EXERCISE TEXT:
═══

Tuesday, December 15, 2020

Thank God It’s Five Kinds of Muscular Dystrophy

I think we are all going a bit bonkers because of Covid. The reason I say this is because in the last week nearly all my friends have texted or emailed me saying I think I am going a bit bonkers because of Covid.

It’s not just that everyone is depressed, daytime drinking, and putting on forty pounds. It’s a serious burnout factor with the world in general, a sort of what the hell mentality. Or if we are feeling really energetic, oh what the hell


To counteract this feeling of lassitude, I decided last night to watch a movie called Infinite Potential, recommended to me by a new friend who clearly thought me more intelligent than I am. Since our summer porch bedroom was registering a record low world temperature, I clambered into the spare bed in the much warmer spare bedroom, known as The Bird Room, on account of its garish wallpaper. After I had rid the bed of some sand, eleven teddies, and a tinfoil teddy crown, I settled down to try and find the movie online.

═══

GIVEN RECORDS:
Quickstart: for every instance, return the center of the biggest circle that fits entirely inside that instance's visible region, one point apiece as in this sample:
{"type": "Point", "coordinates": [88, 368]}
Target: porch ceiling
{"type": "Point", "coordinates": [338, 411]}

═══

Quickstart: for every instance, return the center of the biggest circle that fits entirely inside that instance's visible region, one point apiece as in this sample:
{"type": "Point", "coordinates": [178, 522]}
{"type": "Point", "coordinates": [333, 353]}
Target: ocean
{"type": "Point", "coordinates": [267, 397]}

═══

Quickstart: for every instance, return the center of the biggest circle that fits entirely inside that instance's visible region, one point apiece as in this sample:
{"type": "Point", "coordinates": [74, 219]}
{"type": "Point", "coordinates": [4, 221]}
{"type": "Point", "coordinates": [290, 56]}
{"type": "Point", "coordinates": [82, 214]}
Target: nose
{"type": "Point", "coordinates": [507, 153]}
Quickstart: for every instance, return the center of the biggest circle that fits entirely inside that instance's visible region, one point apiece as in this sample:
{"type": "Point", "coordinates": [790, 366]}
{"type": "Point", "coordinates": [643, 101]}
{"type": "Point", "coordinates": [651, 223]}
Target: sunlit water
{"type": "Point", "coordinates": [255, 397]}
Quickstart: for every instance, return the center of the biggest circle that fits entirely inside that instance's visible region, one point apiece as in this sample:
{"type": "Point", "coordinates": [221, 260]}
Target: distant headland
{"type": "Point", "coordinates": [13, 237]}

═══

EXERCISE DIRECTIONS:
Answer these questions about the blog post:
1. What had nearly all the writer's friends texted or emailed in the last week?
2. What is the spare bedroom known as, and why?
3. What did the writer clear from the spare bed before looking for the movie?
The entries have no connection to the blog post.

SOLUTION FOR THIS TASK:
1. That they think they are going a bit bonkers because of Covid.
2. The Bird Room, on account of its garish wallpaper.
3. Some sand, eleven teddies, and a tinfoil teddy crown.